▶ Stored data:
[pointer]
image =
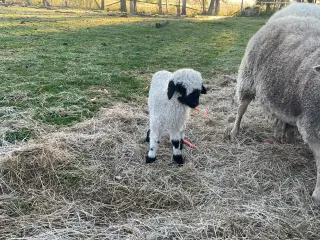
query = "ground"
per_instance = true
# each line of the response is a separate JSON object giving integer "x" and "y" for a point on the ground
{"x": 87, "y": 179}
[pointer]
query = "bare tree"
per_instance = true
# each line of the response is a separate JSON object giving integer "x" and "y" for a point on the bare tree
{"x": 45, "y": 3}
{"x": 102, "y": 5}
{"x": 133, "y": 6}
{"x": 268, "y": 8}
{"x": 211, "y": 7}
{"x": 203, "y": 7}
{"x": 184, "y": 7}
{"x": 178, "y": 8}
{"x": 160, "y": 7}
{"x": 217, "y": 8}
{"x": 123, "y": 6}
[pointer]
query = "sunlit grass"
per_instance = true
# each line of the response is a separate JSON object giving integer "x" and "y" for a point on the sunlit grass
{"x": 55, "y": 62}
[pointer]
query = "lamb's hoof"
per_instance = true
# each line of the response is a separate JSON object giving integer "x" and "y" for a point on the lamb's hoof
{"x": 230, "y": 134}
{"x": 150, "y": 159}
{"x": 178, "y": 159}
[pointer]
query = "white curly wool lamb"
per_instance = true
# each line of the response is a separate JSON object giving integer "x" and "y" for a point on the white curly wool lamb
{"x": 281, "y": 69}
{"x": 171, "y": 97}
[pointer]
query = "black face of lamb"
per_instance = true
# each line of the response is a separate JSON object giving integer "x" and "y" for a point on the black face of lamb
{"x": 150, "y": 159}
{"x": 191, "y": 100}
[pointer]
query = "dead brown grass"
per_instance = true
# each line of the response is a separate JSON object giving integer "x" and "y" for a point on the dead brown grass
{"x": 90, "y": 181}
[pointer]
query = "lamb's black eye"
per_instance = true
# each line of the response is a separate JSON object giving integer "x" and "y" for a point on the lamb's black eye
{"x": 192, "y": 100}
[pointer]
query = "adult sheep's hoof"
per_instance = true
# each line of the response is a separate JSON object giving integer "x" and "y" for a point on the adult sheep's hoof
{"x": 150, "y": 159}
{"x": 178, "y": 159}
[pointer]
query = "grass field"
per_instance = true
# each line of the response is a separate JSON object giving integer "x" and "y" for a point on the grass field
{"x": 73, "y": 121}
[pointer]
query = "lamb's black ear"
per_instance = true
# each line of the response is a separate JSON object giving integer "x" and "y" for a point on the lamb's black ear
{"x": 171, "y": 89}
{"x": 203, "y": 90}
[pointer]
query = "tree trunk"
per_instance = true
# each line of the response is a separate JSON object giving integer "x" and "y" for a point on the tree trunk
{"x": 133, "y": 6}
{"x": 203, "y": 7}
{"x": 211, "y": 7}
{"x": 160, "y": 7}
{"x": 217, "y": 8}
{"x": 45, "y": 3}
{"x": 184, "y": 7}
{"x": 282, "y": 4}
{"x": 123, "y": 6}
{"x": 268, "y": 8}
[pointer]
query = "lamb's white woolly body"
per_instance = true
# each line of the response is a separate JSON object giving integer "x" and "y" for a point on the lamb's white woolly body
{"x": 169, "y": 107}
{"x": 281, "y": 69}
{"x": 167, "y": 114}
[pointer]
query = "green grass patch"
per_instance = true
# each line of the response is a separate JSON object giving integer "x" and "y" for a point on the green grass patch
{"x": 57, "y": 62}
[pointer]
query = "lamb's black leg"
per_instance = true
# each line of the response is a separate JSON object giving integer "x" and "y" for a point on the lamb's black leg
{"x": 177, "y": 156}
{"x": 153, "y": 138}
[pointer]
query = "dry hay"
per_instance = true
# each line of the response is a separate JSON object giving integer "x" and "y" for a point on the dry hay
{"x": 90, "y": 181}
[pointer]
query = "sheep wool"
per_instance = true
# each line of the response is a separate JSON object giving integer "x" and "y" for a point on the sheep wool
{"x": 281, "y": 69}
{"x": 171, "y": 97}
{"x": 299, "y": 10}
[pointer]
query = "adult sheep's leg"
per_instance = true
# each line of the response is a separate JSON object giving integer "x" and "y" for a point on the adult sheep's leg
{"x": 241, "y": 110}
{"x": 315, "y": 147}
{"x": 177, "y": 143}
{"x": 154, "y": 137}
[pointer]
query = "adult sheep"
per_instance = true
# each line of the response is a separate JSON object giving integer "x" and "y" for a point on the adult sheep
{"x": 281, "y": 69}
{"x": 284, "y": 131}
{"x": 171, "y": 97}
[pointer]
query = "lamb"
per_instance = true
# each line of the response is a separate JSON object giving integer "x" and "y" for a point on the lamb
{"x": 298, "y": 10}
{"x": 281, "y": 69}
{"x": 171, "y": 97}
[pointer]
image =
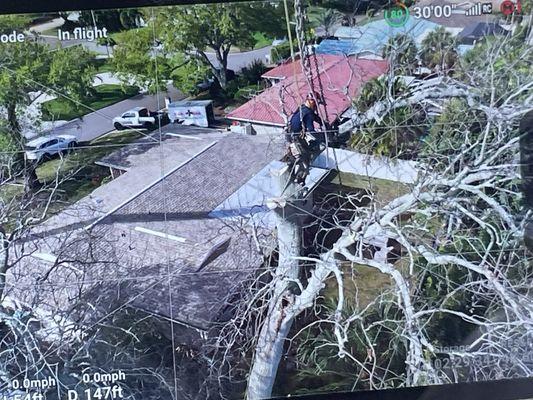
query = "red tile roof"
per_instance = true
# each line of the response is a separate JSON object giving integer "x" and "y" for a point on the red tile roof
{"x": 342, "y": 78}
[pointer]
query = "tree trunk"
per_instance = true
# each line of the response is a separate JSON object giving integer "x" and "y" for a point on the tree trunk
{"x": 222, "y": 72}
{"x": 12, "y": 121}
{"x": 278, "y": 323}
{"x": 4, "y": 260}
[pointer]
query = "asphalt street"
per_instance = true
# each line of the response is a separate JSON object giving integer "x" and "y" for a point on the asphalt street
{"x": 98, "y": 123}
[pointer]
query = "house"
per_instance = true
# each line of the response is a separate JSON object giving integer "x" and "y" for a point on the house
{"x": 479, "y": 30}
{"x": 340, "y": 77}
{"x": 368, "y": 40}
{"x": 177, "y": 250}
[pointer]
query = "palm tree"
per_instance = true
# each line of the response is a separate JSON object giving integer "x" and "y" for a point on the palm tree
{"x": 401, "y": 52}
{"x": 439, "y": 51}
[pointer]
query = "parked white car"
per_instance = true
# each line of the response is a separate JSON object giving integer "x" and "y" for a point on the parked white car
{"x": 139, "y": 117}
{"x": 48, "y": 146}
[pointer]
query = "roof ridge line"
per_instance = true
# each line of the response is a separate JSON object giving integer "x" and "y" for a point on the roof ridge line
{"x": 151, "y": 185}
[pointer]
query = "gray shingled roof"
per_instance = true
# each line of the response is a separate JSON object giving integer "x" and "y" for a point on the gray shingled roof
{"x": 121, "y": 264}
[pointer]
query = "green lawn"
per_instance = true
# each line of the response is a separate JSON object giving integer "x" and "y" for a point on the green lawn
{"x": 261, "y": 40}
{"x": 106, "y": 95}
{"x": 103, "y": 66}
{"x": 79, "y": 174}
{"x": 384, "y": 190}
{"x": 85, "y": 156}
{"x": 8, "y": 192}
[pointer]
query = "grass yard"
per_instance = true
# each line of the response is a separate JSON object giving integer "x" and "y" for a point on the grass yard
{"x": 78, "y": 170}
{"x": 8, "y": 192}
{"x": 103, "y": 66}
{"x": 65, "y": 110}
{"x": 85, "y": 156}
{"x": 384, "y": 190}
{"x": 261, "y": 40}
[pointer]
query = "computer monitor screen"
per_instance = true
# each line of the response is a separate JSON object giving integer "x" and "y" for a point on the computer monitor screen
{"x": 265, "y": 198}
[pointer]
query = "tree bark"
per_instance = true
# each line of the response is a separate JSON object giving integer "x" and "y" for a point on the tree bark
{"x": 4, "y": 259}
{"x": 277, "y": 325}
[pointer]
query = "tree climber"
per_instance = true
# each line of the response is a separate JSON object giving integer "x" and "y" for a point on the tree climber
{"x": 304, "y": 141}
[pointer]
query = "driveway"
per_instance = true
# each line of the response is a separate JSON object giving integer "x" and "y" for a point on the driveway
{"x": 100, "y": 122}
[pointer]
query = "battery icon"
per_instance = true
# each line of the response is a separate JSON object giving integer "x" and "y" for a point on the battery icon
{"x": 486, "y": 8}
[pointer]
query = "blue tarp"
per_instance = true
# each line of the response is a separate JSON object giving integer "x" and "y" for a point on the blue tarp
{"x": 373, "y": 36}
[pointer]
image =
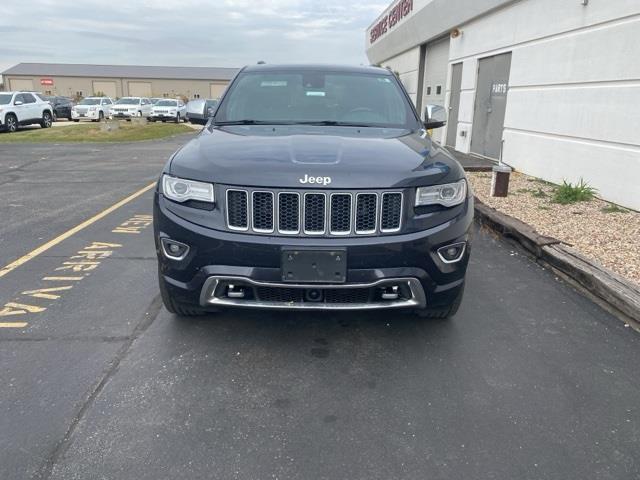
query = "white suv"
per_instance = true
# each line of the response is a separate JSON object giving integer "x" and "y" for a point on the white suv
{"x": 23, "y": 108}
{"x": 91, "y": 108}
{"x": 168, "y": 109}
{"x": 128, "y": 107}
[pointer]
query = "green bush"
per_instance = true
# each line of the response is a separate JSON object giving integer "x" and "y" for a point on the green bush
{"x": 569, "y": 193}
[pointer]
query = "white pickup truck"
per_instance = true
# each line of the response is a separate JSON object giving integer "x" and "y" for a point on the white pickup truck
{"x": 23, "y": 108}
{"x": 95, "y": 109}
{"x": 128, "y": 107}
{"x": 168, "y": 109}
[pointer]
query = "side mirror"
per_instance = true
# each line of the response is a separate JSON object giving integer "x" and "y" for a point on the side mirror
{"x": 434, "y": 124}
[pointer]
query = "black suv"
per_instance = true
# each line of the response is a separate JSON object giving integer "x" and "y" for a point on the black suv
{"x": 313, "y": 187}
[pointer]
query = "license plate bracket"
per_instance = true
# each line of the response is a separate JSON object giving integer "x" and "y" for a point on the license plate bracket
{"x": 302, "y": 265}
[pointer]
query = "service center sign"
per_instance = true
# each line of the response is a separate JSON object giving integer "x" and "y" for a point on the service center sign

* * *

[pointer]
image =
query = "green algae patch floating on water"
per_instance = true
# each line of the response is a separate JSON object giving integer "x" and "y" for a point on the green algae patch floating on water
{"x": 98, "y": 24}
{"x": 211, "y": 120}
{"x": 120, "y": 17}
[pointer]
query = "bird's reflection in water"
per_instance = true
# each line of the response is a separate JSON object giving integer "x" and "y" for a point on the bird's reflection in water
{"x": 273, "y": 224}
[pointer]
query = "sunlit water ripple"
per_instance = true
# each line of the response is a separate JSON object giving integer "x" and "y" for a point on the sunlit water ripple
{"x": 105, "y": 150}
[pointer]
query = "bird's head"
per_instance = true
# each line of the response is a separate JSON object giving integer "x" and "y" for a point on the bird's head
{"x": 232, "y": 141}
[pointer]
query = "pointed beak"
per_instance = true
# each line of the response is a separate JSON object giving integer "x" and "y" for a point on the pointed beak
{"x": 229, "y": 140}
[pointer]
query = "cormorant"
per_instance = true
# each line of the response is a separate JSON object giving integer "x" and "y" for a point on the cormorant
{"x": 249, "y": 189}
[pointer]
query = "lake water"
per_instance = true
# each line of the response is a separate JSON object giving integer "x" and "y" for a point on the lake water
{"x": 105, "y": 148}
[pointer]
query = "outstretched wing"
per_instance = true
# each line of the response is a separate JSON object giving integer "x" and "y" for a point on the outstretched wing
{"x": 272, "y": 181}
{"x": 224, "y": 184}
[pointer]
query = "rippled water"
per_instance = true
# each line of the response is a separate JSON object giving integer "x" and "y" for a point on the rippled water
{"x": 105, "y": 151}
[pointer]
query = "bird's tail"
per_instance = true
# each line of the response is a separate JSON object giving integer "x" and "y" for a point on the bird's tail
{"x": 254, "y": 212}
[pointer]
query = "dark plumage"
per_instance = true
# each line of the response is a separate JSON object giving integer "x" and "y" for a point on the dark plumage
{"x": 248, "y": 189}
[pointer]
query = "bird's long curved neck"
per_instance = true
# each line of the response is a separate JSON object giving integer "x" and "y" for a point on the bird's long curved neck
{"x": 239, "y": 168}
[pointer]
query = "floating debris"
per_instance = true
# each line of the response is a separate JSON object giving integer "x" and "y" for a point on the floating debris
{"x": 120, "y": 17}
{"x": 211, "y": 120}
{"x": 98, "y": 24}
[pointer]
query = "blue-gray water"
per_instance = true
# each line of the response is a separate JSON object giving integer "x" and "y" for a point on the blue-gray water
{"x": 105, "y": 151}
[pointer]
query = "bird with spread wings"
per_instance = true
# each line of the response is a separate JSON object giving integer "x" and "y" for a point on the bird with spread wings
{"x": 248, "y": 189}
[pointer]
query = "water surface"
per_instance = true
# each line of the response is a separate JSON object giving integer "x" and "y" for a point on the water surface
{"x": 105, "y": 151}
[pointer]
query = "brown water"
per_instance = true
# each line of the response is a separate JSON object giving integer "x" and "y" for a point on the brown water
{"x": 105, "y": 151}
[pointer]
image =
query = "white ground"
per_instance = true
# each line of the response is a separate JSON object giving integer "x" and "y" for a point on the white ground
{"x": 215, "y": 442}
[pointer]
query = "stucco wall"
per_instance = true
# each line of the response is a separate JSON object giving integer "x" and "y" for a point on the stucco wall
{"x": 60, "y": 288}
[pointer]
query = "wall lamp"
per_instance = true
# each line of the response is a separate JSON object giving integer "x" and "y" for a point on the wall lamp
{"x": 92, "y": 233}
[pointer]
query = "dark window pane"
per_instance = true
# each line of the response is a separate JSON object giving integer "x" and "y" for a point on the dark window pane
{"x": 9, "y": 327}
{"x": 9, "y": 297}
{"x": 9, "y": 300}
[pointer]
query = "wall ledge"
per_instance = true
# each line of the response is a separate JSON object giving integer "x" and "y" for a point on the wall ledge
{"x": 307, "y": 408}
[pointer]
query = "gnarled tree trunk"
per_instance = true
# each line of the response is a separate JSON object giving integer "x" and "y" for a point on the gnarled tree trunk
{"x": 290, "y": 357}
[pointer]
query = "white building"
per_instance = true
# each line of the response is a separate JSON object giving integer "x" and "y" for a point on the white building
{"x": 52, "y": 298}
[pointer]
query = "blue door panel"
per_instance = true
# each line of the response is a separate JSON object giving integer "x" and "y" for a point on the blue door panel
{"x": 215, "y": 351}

==

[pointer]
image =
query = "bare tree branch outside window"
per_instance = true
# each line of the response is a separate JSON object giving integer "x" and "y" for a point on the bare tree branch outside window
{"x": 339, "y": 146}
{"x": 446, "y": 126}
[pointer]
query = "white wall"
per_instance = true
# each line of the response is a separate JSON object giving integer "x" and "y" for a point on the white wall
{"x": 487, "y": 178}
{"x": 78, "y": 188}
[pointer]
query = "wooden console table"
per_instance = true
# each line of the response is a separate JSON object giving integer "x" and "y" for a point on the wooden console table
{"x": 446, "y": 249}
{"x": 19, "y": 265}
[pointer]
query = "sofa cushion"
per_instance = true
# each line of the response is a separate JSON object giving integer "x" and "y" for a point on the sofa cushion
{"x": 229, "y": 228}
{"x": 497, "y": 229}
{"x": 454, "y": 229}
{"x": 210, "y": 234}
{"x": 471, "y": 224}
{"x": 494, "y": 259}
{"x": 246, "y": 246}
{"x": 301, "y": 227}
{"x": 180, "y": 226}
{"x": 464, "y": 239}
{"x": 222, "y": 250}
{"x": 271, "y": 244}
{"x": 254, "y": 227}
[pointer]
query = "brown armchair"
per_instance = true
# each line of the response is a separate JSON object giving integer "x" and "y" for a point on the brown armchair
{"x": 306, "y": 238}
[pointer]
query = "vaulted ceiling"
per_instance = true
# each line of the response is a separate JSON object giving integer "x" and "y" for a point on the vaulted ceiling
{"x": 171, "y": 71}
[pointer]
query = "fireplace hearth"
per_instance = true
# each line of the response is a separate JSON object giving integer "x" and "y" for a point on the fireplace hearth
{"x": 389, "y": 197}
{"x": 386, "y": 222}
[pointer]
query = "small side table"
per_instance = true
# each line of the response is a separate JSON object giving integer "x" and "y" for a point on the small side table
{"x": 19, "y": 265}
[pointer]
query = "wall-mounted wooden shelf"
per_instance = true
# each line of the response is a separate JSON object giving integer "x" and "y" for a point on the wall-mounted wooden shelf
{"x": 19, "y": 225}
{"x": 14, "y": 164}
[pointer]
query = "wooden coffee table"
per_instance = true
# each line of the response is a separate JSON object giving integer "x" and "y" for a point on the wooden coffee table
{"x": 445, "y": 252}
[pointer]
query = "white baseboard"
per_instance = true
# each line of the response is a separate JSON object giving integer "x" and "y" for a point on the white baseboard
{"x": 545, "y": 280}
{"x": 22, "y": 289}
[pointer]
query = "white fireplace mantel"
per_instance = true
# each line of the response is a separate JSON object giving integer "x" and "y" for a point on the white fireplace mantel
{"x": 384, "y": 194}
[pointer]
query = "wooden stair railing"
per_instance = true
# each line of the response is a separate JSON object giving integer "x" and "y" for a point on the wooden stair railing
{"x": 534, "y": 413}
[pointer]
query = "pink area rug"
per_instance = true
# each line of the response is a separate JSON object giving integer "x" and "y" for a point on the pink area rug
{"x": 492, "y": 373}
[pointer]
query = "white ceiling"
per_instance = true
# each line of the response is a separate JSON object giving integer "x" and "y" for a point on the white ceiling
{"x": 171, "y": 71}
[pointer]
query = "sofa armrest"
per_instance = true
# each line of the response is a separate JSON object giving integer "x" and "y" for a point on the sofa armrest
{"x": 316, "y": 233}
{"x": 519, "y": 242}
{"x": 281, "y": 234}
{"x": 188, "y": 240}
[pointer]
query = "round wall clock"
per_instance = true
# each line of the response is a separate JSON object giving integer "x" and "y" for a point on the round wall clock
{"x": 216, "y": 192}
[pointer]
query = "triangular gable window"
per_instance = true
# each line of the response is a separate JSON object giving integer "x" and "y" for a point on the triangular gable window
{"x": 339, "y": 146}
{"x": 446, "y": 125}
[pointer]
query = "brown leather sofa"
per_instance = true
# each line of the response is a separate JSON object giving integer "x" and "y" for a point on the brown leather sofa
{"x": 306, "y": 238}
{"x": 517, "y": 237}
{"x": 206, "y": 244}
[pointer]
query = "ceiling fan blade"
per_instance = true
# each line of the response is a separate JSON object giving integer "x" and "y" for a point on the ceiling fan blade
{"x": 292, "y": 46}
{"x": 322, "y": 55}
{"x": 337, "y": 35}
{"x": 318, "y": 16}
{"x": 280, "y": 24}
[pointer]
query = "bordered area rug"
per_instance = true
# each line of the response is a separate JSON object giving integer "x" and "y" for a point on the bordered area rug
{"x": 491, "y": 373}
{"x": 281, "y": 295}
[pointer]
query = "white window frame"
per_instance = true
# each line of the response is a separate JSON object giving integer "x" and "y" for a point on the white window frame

▶ Directive: Please count the lines of the material above that contain the word "bracket", and reply with the number alone.

▶ The output: 2